STUDY TEXT:

  • Cave Entrace

    Run Home!

    The Dodgers are on the road. The field crew has gone home, and the lights are out. All that remains is the staccato movement of cars out on the freeway.

    This is when the dead come out to play.

    You might hear the crack of the bat when the ballpark is pitch black.

    Batting practice? Maybe.

    Or it’s the ghost, the soul of everyone who died during and after the stadium was built, which, in the process, displaced an entire community. Still there, underneath the outfield, is the remnant of what once was.

    The roaring crowd never hears the rumbling of the dead during the game. The noise is just way too loud. The dead are drowned out.

    Through eminent domain, Los Angeles evicted the residents of Chavez Ravine in order to build Dodger Stadium. Chavez Ravine was originally planned as the site of public housing units before the project fell through. For a decade, the city fought with primarily Mexican-American residents to repossess property on Chavez Ravine. After a decade of fighting the inevitable, not a single resident lived on what would become the 352 acres used for Dodger Stadium.

Dataset entries:

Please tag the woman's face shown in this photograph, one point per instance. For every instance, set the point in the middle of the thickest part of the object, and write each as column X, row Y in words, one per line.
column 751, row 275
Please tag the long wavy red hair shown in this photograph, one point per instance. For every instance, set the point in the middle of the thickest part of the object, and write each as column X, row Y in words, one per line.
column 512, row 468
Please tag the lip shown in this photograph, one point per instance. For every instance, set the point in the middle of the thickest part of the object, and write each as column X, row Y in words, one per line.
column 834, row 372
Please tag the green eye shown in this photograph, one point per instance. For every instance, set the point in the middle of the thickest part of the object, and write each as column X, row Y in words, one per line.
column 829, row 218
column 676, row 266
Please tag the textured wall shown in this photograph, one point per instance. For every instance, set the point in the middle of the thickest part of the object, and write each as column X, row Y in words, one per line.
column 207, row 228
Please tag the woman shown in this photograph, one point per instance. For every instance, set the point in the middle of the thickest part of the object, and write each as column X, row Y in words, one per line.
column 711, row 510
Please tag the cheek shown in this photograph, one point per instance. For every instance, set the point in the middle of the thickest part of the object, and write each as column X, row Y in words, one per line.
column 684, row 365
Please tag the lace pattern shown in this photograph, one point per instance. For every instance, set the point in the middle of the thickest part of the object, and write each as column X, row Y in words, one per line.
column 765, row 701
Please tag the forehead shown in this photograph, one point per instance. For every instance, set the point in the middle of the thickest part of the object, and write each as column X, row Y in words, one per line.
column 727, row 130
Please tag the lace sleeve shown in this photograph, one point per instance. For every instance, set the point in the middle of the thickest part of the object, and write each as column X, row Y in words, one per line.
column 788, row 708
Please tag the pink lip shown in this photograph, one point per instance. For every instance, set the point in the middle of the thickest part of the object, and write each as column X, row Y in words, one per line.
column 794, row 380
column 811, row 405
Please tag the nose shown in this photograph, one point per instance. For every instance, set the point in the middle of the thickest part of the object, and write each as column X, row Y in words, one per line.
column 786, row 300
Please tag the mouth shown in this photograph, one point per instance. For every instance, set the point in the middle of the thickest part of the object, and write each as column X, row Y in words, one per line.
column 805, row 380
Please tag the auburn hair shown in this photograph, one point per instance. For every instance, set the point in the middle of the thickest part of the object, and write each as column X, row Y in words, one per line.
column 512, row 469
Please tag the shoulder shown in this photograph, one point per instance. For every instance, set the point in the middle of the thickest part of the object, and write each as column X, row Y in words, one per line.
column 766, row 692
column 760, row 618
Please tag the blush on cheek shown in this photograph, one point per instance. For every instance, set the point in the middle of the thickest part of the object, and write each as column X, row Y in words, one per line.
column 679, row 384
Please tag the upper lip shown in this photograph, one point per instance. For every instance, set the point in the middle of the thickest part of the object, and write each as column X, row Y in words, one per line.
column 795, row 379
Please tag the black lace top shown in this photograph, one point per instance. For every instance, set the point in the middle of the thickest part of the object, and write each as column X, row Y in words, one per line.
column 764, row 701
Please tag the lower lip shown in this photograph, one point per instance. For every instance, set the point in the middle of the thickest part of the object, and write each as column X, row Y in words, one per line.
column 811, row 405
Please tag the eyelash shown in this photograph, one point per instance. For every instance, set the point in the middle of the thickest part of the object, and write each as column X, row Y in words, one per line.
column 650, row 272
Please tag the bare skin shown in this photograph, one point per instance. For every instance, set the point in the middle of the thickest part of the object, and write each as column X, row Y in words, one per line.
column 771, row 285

REQUIREMENT A: According to the Chavez Ravine text, what was Chavez Ravine originally planned as the site of?
REQUIREMENT B: Carry on the text about Dodger Stadium and Chavez Ravine from where it stops.

TASK RESULT A: Public housing units.

TASK RESULT B:
    That an entire community was strongarmed off their land and out of their homes brings about exactly the kind of bad vibes that Los Angelinos are notoriously known for avoiding.

    Baseball is without a doubt the most superstitious of major league sports. It’s a game of curses and traditions, jinxes, and rally caps. Sure, the Dodgers have gone to the World Series 24 times to date, but winning 7 out of 24 isn’t the best of odds. Especially when considering that the last two wins were 32 years apart. Could this be punishment for past sins?

    Cave Entrace

    ”Root, Root, Root for the Home Team (or Die)”

    Dodger Stadium isn’t for the weak of heart. Visiting fans have been harassed and abused in the past, some to the point of hospitalization. Some of the worst incidents have come in the past decade.

    The Dodgers and San Francisco Giants have been rivals since both teams resided in New York City prior to their California relocation in the 1950s. As with all sports rivalries, the fans more often than the players take these rivalries to dangerous levels.

    2011, a Giants fan was attacked in the parking lot of Dodger Stadium. The man received brain damage and was permanently disabled.

    2018, Game 5 of the World Series between the Boston Red Sox and the Dodgers. Game 5 was an important one because the Red Sox won the championship, defeating the Dodgers four out of five games. A group of Dodgers fans was so enraged that they stabbed a Red Sox fan five times. One thrust of the knife for each game played in the series.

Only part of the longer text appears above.